_TAREFAS A EXECUTAR:_
1. Transcreva, do trecho selecionado, a parte entre "A escolha de" e "excepcionalmente bem escrito.", inclusive.
2. Responda, com base no trecho selecionado:
(a) Quem é o autor do livro "Trótski: Exílio e assassinato de um revolucionário"?
(b) Em que período da vida de Trótski a narrativa do livro se concentra?
(c) Quais dois partidos são citados como inspirados pelo trotskismo?

_TRECHO SELECIONADO:_

☆ ☆ ☆ ☆ ☆ ☆ ☆

A escolha de Patenaude em sua biografia tem a vantagem de oferecer um quadro intimista em que podemos perceber traços da personalidade de Trótski.
1.
Depois de uma eleição tão cheia de surpresas e viradas, seria irresponsável não se planejar para uma possível vitória do PSTU ou do PCO em 2018. Diante desse cenário, vale a pena conhecer um pouco sobre o trotskismo que inspira os dois partidos. Se a falta de conhecimento sobre o trotskismo te faz perder o sono (e deveria fazer, como vimos), uma boa ideia é ler Trótski: Exílio e assassinato de um revolucionário, de Bertrand Patenaude. Outros motivos menos interessantes para ler o livro seriam a grande influência que os trotskistas tiveram sobre o PT, os estudos que indicam que 90% da população mundial é ex-trotskista, e o fato de ser um livro excepcionalmente bem escrito.
O livro de Patenaude não é uma biografia completa de Trótski. A narrativa se concentra no exílio mexicano do fundador do Exército Vermelho, com flashbacks de episódios anteriores de sua vida e uma trama paralela sobre os planos da GPU (ex-NKVD, futura KGB) para assassinar o “Velho”.

☆ ☆ ☆ ☆ ☆ ☆ ☆

_ITENS:_
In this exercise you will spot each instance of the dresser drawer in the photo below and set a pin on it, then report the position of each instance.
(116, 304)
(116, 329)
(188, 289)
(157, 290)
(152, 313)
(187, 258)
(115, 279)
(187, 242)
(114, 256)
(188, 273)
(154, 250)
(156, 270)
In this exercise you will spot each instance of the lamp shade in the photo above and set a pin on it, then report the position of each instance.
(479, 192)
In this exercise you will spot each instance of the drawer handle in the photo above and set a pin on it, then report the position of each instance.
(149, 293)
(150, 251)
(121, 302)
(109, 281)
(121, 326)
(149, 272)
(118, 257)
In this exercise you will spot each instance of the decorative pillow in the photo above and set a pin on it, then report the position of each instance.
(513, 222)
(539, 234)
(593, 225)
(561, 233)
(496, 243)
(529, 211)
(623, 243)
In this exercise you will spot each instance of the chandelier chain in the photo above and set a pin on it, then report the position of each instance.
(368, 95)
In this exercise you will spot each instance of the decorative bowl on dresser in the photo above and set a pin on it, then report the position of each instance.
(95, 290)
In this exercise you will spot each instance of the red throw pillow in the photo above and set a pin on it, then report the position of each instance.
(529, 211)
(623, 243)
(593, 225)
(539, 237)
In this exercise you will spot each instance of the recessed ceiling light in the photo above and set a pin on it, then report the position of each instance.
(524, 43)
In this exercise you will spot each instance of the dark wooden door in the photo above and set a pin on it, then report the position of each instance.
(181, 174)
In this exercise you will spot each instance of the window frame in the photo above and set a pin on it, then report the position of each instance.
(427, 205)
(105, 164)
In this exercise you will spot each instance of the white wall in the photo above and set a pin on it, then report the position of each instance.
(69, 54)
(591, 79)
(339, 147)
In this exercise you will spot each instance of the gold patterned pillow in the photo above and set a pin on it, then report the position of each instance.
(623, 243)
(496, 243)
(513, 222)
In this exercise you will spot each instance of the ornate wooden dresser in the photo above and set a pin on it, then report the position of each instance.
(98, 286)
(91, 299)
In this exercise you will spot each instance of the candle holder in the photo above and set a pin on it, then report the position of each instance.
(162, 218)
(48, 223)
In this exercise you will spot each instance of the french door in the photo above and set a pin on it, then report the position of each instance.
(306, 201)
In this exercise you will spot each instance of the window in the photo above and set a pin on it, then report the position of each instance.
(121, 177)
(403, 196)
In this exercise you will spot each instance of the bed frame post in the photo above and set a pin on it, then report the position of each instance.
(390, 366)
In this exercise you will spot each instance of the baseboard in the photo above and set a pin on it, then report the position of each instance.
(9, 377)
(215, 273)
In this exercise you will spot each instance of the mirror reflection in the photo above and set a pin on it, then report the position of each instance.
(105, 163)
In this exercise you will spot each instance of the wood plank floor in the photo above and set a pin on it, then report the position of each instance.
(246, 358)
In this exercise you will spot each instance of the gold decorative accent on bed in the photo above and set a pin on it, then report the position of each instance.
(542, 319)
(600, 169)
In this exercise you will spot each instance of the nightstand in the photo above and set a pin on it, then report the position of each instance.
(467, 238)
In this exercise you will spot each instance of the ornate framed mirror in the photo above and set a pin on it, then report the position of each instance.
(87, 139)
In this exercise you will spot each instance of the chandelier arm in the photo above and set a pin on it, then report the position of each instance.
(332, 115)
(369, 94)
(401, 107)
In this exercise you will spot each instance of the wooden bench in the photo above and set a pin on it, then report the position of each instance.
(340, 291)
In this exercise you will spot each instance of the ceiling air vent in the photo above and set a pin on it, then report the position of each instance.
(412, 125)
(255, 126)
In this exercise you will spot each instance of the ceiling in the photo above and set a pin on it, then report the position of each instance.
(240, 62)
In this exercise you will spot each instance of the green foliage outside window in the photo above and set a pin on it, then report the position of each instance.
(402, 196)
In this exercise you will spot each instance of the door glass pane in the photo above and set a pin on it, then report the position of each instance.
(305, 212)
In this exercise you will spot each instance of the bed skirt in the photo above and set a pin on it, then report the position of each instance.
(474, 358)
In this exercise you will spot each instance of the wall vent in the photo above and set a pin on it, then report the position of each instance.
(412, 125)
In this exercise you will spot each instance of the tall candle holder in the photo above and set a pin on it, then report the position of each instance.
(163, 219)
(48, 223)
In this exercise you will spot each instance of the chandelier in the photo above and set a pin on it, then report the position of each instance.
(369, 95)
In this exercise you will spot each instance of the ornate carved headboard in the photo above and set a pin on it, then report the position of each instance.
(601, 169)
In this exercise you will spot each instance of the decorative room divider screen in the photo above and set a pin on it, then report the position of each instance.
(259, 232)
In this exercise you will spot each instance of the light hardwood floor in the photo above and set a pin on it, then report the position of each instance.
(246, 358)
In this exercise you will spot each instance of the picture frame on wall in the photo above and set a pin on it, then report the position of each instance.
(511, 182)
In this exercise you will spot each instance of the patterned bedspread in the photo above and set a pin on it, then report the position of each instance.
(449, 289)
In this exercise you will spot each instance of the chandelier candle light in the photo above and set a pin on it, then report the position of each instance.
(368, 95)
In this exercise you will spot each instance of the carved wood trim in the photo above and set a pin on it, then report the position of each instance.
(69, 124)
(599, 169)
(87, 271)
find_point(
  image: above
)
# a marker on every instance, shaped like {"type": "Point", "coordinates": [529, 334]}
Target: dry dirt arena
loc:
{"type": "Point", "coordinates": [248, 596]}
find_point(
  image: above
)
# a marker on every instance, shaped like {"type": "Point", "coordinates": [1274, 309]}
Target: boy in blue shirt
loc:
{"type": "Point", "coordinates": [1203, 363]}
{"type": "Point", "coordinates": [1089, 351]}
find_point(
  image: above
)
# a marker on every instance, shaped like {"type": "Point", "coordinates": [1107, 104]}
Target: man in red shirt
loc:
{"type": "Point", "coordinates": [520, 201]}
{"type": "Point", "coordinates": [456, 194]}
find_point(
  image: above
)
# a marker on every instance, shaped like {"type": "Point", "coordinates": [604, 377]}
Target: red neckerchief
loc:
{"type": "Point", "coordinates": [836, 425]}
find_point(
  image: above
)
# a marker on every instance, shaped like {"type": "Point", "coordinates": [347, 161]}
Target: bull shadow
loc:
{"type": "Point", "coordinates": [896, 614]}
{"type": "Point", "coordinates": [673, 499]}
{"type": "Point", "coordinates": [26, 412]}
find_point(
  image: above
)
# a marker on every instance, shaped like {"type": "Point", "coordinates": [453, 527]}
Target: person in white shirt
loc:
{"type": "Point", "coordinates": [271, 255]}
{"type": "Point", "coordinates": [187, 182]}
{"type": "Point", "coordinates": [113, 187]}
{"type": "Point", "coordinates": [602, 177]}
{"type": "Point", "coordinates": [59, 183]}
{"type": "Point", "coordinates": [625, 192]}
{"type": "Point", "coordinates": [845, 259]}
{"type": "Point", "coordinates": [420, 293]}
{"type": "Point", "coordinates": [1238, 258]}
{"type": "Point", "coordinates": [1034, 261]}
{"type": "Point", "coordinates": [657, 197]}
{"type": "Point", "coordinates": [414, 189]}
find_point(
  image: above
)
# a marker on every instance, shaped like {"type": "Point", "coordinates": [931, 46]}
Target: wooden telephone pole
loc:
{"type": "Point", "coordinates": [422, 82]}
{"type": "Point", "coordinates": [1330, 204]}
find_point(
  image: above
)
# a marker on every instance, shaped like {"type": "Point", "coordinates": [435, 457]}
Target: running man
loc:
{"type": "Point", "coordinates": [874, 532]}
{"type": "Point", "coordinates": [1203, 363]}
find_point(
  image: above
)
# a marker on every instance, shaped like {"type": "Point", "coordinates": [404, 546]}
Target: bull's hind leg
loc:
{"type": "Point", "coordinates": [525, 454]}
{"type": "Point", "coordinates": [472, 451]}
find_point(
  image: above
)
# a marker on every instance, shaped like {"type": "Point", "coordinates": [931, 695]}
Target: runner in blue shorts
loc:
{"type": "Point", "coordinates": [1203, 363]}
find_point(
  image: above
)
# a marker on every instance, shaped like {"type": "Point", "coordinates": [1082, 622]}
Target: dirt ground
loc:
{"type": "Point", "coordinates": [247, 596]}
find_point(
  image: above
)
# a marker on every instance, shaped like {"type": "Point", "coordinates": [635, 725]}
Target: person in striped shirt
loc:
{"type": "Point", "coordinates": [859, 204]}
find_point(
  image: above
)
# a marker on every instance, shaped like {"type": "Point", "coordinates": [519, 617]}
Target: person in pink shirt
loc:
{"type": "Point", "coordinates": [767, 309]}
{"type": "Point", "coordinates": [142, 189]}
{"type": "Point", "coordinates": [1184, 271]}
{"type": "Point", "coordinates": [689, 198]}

☆ ☆ ☆ ☆ ☆ ☆ ☆

_RESPOSTAS DOS EXERCÍCIOS:_
1.
A escolha de Patenaude em sua biografia tem a vantagem de oferecer um quadro intimista em que podemos perceber traços da personalidade de Trótski.
1.
Depois de uma eleição tão cheia de surpresas e viradas, seria irresponsável não se planejar para uma possível vitória do PSTU ou do PCO em 2018. Diante desse cenário, vale a pena conhecer um pouco sobre o trotskismo que inspira os dois partidos. Se a falta de conhecimento sobre o trotskismo te faz perder o sono (e deveria fazer, como vimos), uma boa ideia é ler Trótski: Exílio e assassinato de um revolucionário, de Bertrand Patenaude. Outros motivos menos interessantes para ler o livro seriam a grande influência que os trotskistas tiveram sobre o PT, os estudos que indicam que 90% da população mundial é ex-trotskista, e o fato de ser um livro excepcionalmente bem escrito.

2.
(a) Bertrand Patenaude.
(b) No exílio mexicano de Trótski.
(c) PSTU e PCO.